━━━ Records to process ━━━
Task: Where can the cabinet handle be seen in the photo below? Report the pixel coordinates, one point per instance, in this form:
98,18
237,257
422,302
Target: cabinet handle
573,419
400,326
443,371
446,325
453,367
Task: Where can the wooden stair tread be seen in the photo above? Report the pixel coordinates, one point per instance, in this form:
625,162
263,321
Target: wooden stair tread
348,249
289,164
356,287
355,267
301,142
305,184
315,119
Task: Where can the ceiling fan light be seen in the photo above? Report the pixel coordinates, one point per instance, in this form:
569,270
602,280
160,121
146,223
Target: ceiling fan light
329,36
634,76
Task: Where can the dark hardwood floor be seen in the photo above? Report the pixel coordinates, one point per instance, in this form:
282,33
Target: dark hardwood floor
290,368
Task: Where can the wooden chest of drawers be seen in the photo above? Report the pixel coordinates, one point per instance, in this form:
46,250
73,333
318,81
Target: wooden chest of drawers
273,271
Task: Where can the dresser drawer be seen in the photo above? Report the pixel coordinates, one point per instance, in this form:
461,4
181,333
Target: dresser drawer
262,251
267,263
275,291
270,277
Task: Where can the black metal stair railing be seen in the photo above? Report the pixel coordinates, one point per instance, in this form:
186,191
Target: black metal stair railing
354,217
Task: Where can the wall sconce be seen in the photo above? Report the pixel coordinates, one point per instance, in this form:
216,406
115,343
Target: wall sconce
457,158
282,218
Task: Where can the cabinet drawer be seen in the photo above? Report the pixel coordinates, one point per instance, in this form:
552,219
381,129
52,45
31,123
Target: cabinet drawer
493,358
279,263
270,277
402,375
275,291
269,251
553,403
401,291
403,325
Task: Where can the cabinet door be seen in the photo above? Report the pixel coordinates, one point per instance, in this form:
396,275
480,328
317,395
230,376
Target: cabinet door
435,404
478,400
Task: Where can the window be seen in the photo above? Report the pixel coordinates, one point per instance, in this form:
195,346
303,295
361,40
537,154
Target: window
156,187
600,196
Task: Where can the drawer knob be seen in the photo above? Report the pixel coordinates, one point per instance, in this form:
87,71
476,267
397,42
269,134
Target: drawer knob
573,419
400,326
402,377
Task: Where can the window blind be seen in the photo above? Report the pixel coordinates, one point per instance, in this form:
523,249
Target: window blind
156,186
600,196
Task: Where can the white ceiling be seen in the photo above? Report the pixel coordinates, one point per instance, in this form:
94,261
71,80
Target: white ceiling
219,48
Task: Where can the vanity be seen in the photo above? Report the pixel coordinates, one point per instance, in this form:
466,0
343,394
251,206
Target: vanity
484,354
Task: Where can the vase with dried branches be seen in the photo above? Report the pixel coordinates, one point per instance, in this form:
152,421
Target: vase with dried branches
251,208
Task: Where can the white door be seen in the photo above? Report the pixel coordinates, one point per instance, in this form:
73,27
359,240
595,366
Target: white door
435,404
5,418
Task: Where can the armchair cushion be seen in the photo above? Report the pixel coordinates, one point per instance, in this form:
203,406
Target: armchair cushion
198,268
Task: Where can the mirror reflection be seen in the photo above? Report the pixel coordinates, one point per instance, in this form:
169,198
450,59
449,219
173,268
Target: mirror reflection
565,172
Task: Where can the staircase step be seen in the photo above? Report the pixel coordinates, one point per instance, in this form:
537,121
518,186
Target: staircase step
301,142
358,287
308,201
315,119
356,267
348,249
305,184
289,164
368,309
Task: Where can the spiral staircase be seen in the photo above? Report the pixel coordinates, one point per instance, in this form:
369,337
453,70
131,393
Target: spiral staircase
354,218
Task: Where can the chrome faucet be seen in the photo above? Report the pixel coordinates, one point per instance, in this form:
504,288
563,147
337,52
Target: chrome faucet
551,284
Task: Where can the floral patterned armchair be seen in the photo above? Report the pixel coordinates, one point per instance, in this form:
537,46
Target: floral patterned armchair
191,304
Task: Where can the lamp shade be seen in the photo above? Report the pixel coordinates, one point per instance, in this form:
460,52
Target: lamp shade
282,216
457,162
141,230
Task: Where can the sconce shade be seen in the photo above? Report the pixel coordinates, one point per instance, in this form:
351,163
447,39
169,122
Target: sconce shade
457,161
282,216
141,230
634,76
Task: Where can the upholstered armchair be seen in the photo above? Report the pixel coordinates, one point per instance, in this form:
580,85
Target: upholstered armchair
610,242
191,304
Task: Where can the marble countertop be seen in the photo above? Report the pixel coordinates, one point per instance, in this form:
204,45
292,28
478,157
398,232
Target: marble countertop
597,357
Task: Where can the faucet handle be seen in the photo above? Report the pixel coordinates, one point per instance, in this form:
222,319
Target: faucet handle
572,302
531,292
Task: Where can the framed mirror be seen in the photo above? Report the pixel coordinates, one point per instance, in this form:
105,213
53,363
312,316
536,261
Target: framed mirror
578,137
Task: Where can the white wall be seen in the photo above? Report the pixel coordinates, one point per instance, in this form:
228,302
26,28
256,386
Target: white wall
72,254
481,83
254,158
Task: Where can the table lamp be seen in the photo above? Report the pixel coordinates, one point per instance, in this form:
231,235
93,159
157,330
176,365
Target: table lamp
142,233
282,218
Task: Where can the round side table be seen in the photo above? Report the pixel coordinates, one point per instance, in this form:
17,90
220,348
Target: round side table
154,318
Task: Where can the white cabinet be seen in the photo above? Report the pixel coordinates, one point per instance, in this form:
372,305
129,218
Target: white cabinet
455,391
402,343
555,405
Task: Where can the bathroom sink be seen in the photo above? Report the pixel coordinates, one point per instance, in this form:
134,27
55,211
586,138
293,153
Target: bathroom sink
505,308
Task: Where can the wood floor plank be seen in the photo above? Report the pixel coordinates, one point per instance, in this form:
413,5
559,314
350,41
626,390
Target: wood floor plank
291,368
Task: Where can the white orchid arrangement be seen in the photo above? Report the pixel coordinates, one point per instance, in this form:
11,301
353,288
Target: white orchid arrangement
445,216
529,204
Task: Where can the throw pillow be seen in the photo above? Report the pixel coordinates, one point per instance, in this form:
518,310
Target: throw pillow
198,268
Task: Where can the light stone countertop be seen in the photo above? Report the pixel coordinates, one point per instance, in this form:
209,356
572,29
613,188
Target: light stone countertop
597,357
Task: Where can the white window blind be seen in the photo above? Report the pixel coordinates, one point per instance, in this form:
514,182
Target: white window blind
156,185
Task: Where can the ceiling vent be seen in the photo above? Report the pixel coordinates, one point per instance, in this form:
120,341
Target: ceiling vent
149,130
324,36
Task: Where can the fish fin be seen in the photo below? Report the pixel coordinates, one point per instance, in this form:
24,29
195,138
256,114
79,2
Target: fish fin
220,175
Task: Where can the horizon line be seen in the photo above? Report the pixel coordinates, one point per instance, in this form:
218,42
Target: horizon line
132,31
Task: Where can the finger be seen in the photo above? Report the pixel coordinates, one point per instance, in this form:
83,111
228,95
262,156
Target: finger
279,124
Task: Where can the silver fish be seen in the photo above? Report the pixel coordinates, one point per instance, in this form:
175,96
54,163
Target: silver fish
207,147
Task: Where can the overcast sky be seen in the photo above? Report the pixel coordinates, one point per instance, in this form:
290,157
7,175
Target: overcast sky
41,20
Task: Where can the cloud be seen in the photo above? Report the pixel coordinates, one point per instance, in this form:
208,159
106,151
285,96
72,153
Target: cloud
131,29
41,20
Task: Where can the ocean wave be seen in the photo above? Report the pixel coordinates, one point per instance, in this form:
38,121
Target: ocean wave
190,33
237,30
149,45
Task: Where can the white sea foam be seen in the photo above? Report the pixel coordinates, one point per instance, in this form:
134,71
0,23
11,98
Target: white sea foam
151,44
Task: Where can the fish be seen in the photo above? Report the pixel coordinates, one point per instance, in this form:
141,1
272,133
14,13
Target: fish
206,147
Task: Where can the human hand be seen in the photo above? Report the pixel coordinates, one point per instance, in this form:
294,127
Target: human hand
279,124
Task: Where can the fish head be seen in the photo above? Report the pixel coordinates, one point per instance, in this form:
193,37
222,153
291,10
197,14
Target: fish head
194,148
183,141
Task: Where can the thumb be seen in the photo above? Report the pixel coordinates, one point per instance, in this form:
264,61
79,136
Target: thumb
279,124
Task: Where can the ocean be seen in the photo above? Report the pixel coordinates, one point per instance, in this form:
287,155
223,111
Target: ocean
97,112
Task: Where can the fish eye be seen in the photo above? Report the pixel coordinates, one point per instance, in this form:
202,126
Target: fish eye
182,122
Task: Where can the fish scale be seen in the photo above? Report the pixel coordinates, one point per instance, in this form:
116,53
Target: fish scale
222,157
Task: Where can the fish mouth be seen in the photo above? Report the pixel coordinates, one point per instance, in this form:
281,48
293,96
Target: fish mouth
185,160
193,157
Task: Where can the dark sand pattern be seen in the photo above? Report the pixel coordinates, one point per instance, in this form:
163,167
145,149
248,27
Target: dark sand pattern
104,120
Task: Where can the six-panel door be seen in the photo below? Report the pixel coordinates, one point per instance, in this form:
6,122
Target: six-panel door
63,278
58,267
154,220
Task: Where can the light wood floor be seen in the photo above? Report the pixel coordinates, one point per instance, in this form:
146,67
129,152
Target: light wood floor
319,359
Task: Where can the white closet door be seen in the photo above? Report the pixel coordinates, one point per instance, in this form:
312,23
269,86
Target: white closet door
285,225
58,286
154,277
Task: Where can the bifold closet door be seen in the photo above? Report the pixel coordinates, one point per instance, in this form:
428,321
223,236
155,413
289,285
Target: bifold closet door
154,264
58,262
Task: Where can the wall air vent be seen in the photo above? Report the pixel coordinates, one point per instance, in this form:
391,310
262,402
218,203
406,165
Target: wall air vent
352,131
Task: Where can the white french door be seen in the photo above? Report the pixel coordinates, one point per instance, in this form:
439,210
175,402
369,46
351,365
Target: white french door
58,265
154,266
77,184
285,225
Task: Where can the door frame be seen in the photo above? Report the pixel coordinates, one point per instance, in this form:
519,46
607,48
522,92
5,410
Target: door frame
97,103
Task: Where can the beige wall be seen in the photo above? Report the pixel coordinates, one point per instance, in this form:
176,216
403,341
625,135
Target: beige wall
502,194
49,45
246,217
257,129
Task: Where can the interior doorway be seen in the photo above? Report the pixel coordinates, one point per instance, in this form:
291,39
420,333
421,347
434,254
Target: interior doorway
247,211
━━━
** Task requirements **
Show all lines in the records above that hold "below".

** Response area **
Task: Where can the cabinet handle be seen in the photo below? Report the pixel coordinates, one point per instance, in this form:
Task: Where can the fish fin be seen in the photo below? Report the pixel coordinates, one point per instance, in this form:
Task: Where can the six-panel door be seen in the photo below? Report the pixel coordinates, one point per instance, in this form:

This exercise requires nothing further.